> **REQUIRED TASK**: Express the material below as a JSON list of strings, with one string for each line and no entries for blank lines.

> **SUPPLIED MATERIAL**:
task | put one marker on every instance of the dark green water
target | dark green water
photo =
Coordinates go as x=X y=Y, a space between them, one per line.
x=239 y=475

> **FULL RESPONSE**:
[
  "task | put one marker on every instance of the dark green water",
  "target | dark green water",
  "photo =",
  "Coordinates go as x=X y=Y, a space between them, one per line.",
  "x=239 y=475"
]